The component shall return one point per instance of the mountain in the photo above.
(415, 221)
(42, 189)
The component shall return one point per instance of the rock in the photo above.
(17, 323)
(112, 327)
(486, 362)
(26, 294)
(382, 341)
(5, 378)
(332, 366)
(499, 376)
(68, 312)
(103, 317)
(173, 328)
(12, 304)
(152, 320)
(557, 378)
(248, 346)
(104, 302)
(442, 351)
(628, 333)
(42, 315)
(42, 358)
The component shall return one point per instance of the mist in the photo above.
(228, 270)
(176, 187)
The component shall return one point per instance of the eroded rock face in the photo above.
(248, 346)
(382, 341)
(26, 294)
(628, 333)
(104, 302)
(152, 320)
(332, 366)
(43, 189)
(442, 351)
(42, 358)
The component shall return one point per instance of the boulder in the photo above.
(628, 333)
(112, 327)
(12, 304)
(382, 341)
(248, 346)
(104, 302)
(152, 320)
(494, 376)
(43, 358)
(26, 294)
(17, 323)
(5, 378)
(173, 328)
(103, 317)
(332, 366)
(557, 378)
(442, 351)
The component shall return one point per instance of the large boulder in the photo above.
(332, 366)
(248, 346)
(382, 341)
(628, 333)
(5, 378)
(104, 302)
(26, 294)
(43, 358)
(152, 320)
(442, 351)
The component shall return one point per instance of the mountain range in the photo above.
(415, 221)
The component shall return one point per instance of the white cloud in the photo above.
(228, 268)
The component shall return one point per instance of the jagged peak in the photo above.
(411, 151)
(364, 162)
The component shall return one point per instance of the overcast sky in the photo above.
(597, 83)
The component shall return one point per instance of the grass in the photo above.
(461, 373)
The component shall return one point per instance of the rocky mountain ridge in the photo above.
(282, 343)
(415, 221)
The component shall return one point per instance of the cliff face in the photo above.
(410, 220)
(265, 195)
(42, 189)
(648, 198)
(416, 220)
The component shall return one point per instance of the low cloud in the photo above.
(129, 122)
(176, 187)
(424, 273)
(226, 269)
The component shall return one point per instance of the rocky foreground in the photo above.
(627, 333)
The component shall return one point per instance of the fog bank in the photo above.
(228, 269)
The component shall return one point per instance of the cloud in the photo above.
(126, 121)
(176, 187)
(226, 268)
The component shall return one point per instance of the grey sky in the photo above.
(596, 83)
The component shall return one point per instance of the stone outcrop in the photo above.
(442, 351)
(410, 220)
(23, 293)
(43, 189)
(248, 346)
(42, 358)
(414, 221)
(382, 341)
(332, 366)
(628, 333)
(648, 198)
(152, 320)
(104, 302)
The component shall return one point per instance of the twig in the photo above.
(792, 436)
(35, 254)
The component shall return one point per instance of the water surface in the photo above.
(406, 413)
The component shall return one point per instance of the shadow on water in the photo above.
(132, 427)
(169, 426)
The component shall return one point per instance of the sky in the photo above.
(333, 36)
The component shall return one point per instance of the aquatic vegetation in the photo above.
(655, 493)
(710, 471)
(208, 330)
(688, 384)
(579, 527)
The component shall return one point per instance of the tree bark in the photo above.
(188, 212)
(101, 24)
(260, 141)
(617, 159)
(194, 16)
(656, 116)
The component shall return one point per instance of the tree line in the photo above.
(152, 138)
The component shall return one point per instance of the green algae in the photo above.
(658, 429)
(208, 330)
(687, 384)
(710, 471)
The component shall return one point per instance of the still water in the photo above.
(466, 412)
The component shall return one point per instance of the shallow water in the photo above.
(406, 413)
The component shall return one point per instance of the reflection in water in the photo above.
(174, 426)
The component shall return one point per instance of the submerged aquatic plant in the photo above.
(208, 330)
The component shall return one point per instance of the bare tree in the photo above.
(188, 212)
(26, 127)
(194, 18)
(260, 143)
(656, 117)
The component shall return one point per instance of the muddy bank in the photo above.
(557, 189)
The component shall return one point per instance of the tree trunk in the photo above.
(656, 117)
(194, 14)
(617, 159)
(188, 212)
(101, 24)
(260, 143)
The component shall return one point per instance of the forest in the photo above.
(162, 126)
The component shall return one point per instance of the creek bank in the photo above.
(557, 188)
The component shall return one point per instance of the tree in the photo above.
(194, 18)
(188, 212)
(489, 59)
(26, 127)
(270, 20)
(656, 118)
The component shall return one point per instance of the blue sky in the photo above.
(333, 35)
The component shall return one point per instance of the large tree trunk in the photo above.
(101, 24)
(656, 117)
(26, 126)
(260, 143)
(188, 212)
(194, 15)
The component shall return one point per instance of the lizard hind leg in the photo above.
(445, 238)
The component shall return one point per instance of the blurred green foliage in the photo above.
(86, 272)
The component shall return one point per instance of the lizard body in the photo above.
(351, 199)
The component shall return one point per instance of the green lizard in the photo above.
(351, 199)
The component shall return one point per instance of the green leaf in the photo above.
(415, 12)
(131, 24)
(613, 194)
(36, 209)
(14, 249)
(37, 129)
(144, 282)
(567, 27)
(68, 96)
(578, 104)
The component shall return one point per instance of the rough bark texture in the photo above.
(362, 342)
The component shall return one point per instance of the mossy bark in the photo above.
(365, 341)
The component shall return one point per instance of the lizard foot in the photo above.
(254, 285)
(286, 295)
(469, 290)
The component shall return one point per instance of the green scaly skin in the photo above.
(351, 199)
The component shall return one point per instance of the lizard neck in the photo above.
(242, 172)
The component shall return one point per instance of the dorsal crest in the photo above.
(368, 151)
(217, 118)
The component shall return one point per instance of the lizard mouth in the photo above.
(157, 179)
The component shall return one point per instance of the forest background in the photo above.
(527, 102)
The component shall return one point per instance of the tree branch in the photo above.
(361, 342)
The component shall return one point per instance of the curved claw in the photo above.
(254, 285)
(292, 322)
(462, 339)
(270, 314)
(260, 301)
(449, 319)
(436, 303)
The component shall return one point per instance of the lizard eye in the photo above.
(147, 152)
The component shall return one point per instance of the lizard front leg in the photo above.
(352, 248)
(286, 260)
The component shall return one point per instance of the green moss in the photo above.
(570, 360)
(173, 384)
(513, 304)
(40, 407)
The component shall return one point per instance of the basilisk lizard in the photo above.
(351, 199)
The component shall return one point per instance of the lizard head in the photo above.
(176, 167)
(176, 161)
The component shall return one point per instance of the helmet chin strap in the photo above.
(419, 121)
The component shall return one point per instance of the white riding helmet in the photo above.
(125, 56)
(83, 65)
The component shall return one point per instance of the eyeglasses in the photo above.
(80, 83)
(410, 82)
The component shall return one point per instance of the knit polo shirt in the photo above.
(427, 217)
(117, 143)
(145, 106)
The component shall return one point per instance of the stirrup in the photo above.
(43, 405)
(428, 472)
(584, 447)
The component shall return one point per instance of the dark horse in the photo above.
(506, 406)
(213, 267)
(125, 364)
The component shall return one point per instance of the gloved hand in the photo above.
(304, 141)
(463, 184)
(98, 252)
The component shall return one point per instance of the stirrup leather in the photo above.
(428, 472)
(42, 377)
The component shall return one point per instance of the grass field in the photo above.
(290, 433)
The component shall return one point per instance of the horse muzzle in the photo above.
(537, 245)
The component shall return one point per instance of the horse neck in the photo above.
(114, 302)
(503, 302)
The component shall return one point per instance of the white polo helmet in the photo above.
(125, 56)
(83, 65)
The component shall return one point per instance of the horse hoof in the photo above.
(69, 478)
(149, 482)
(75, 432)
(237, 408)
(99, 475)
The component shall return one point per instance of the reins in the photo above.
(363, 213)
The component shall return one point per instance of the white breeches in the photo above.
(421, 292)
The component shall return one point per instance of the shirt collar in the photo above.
::::::
_Problem requirements_.
Begin with the line that contains "head in the photo above." and end with the last line of the records; set down every line in that span exactly, and nothing else.

_Complete output_.
The component shall return one point per instance of the lizard head in the photo above.
(176, 167)
(176, 161)
The component shall return one point per instance of the helmet chin strap in the photo above.
(419, 121)
The component shall return one point per instance of the white riding helmet in the photo above.
(125, 56)
(83, 65)
The component shall return one point per instance of the eyeglasses in the photo above.
(80, 83)
(410, 82)
The component shall return one point per instance of the knit polo shirt in the photo above.
(427, 217)
(117, 143)
(145, 106)
The component shall return one point per instance of the stirrup in the photo above.
(43, 405)
(428, 472)
(584, 447)
The component shall return one point per instance of the dark horse in the photo above.
(506, 406)
(213, 267)
(125, 364)
The component shall return one point per instance of the gloved hand in the photo above.
(304, 141)
(463, 184)
(98, 252)
The component shall return one point per instance of the stirrup leather in the photo above.
(428, 472)
(42, 377)
The component shall return one point per instance of the grass field in the photo above.
(290, 433)
The component shall return one point per instance of the horse muzzle in the photo above.
(537, 245)
The component shall return one point per instance of the horse neck in the photo above.
(114, 302)
(503, 302)
The component shall return one point per instance of the white polo helmet in the photo above.
(125, 56)
(83, 65)
The component shall return one point per instance of the horse hoof in the photo above.
(69, 478)
(149, 482)
(75, 432)
(237, 408)
(99, 475)
The component shall return one point per instance of the reins in the photo above.
(363, 213)
The component shall return one point per instance of the white breeches in the photo above.
(421, 292)
The component shall return one point per instance of the shirt collar in the photo above.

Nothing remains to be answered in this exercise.